Texto de estudo —

---+---

Adicionado há algumas semanas ao catálogo da Netflix, O Informante (The Informer, 2019) é uma obra que prende o espectador — literalmente.
É verdade que o roteiro tem seus clichês e seus furos e que os personagens não são bem desenvolvidos, mas a trama consegue envolver, o elenco trabalha bem e a direção é competente em criar uma tensão desgraçada.
Trata-se de um thriller estadunidense assinado pelo italiano Andrea Di Stefano, o mesmo de Escobar: Paraíso Perdido (2014), e protagonizado pelo sueco Joel Kinnaman, das séries The Killing, House of Cards e Altered Carbon e da franquia Esquadrão Suicida, tendo como coadjuvantes a cubana Ana de Armas, os ingleses Clive Owen e Rosamund Pike e o polonês Mateusz Kosciukiewicz, além do rapper Common. Kinnaman interpreta Peter Koslow, um informante da polícia que, após se meter em uma enrascada, precisa infiltrar-se como prisioneiro numa penitenciária de alta segurança para obter informações sobre um criminoso da Polônia que lidera uma perigosa gangue de Nova York.
Embora não fique a maior parte do tempo concentrado nesse cenário, O Informante se insere na tradição dos filmes de prisão (e aqui vamos deixar de lado os documentários, senão a lista seria interminável — veja, ao final, em quais plataformas de streaming assistir aos títulos citados). Tal tradição tem alguns elementos típicos: carcereiros sádicos, grades intransponíveis, rebeliões violentas, o cotidiano no corredor da morte e presos espertos bolando um engenhoso plano de fuga.
Papillon e Alcatraz
Esse subgênero cinematográfico abriga várias versões de O Conde de Monte Cristo — romance publicado em 1846 por Alexandre Dumas (pai) sobre o homem que escapole da masmorra para se vingar de quem o traiu — e outras obras clássicas. É o caso de Papillon (1973), baseado no livro supostamente autobiográfico de Henri Charrière, dirigido por Franklin J. Schaffner e estrelado por Steve McQueen e Dustin Hoffman. O filme se passa na Ilha do Diabo, degradante depósito de criminosos perdido na Guiana Francesa. Ganhou uma refilmagem em 2017, pelas mãos de Michael Noer, com Charlie Hunnam e Rami Malek nos papéis principais.
Outra filial do inferno na Terra é o presídio turco por onde vai parar, devido a posse de haxixe, o estudante estadunidense (Brad Davis) de O Expresso da Meia-Noite (1978), título de Alan Parker que conquistou os Oscar de roteiro adaptado (escrito pelo futuro cineasta Oliver Stone) e trilha sonora (composta por Giorgio Moroder) e concorreu a melhor filme, diretor, ator coadjuvante (John Hurt) e edição.
Alcatraz: Fuga Impossível (1979), parceria do diretor Don Siegel com o ator Clint Eastwood, retrata a façanha dos únicos prisioneiros que deram o pinote do até então invencível cárcere da ilha na baía de São Francisco. Mais recentemente, Rota de Fuga (2013), de Mikael Håfström, juntou Sylvester Stallone, Arnold Schwarzenegger e o rapper 50 Cent em uma penitenciária altíssima segfurança.

---+---

Dados registrados —

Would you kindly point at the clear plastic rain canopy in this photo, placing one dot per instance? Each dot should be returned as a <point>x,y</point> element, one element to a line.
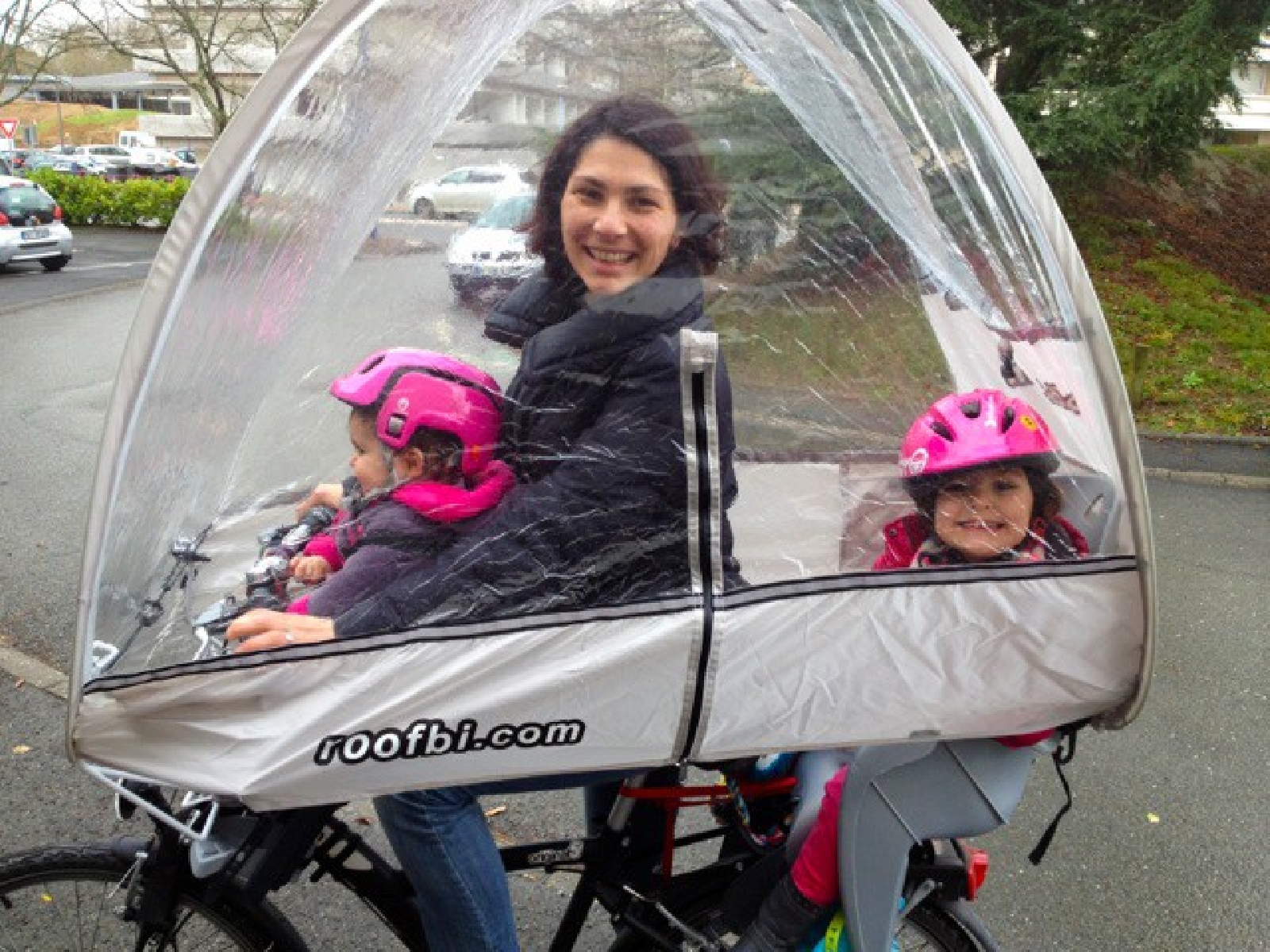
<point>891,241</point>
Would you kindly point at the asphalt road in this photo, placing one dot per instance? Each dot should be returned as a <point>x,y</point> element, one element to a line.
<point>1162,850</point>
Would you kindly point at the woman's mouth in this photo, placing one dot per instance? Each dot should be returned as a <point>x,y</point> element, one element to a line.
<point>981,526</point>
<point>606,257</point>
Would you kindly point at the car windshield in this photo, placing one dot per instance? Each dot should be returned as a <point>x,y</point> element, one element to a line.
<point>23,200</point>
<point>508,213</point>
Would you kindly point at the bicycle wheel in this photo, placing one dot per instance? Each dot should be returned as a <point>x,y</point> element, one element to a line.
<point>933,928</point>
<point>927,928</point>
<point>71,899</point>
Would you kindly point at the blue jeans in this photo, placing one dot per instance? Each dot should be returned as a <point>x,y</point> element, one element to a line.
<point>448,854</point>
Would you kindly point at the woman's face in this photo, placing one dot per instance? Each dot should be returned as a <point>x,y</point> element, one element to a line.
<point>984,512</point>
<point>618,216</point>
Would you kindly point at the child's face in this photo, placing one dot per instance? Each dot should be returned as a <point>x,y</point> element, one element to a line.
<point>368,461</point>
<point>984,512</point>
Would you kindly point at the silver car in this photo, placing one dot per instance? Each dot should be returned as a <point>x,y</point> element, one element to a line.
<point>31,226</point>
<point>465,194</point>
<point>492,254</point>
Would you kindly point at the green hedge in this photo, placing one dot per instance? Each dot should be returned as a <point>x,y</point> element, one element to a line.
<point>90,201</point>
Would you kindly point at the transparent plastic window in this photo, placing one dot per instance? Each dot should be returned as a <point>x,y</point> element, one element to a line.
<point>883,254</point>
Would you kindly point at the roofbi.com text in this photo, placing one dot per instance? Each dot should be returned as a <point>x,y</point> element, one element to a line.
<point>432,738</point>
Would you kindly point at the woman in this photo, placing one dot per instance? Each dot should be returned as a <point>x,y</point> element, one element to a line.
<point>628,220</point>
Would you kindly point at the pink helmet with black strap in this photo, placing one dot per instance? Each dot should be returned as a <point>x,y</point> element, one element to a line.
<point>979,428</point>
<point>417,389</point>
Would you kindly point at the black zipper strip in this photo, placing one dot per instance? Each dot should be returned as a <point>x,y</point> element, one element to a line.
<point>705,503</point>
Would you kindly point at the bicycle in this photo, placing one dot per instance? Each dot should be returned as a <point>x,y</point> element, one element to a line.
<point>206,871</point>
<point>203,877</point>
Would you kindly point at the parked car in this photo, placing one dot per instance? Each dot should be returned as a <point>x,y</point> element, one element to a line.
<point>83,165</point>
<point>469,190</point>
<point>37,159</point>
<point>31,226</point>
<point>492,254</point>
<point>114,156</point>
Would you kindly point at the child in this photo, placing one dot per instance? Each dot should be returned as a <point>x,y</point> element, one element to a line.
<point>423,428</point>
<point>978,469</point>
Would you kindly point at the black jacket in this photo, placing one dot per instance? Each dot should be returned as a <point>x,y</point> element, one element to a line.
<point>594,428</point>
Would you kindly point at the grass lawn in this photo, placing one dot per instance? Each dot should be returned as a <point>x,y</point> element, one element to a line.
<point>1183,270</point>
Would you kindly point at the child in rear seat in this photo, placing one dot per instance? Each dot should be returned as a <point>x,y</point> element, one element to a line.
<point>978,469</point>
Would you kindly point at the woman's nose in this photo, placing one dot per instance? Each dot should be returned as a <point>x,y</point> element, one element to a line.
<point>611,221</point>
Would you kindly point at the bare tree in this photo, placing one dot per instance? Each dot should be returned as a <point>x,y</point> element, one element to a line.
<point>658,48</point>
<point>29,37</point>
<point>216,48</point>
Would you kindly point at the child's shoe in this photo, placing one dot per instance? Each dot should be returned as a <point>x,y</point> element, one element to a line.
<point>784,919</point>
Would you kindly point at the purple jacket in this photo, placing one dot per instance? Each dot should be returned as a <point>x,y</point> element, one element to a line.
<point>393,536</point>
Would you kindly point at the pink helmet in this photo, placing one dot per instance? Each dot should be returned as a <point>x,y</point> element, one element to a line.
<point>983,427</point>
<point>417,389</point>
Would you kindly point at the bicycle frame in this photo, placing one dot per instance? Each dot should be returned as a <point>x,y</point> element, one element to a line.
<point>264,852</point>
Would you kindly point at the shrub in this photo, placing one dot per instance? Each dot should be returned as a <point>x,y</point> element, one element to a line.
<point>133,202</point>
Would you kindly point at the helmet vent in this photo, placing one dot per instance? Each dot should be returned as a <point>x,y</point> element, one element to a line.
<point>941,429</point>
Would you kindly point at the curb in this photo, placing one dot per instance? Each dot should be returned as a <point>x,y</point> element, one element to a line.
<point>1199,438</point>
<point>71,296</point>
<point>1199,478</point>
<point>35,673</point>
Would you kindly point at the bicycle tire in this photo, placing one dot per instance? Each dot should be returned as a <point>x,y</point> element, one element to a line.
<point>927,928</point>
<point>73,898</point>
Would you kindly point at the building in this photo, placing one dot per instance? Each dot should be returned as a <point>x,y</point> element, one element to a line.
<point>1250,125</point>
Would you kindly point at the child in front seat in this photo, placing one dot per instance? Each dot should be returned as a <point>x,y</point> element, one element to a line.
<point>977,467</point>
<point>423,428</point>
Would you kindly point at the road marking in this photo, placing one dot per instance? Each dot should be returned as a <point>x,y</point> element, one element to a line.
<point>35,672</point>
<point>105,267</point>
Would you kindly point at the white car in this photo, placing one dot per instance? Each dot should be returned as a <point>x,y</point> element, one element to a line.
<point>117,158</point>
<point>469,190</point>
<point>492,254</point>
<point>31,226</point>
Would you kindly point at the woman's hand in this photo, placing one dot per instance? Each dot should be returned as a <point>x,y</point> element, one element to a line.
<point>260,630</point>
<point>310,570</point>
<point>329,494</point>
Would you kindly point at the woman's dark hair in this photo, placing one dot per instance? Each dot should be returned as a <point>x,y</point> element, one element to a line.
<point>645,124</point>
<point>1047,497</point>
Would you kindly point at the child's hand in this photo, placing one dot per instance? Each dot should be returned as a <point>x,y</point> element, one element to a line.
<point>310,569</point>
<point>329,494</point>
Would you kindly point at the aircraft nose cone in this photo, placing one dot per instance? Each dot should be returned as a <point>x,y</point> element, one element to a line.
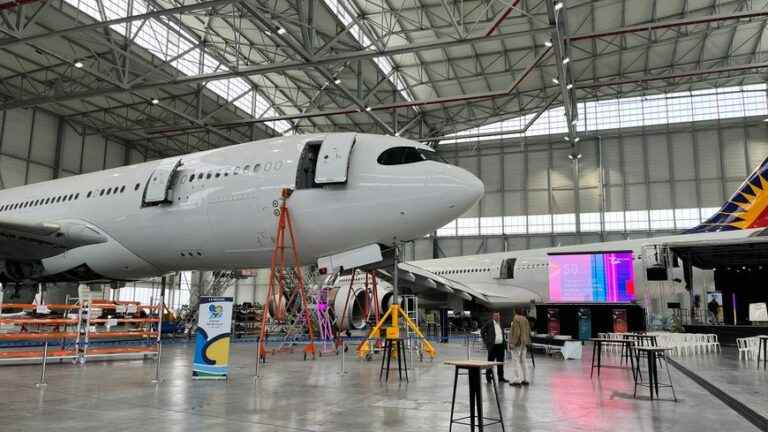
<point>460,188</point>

---+---

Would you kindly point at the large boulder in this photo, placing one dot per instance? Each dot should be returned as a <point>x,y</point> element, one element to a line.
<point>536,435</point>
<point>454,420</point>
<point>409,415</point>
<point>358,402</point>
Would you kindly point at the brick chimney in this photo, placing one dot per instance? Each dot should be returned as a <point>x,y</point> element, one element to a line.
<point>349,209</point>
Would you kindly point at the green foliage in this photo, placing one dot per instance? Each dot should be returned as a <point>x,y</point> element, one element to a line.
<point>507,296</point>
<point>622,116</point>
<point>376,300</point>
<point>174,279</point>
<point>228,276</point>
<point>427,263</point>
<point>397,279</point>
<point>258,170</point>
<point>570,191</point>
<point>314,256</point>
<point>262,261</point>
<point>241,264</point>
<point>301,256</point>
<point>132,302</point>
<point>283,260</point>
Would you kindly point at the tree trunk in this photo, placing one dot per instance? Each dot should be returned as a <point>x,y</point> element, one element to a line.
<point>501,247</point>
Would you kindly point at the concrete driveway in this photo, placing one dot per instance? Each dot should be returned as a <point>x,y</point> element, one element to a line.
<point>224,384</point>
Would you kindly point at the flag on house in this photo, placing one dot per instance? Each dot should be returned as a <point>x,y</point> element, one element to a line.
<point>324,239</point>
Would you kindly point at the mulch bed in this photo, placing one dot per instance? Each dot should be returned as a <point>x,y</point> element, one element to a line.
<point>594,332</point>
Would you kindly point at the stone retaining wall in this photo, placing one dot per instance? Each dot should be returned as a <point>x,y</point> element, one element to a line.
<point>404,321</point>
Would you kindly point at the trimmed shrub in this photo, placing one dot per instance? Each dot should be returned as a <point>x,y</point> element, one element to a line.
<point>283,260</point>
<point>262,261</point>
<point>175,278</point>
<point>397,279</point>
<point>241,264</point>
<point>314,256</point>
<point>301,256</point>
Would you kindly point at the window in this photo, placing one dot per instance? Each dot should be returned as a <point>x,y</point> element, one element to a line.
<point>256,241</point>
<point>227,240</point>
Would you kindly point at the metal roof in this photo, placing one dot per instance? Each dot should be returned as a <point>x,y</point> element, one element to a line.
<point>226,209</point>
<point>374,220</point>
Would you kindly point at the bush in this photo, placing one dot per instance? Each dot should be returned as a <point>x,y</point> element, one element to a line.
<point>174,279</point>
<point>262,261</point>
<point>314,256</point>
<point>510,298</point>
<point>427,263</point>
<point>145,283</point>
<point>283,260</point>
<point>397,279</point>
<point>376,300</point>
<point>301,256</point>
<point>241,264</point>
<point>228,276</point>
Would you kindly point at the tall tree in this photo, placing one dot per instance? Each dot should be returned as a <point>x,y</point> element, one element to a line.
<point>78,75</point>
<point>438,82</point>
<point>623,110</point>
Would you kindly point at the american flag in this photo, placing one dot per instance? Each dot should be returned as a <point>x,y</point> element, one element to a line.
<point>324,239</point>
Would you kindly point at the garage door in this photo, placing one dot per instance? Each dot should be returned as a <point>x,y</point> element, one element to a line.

---+---

O que fazer —
[1] No texto sobre O Informante, que personagem Joel Kinnaman interpreta?
[2] Reproduza sem alterações um trecho do texto sobre O Informante, começando nas palavras "Outra filial do" e parando depois de "Hurt) e edição.".
Os itens não têm nenhum papel nesta atividade.

Resultados por tarefa —
[1] Peter Koslow, um informante da polícia.

[2]
Outra filial do inferno na Terra é o presídio turco por onde vai parar, devido a posse de haxixe, o estudante estadunidense (Brad Davis) de O Expresso da Meia-Noite (1978), título de Alan Parker que conquistou os Oscar de roteiro adaptado (escrito pelo futuro cineasta Oliver Stone) e trilha sonora (composta por Giorgio Moroder) e concorreu a melhor filme, diretor, ator coadjuvante (John Hurt) e edição.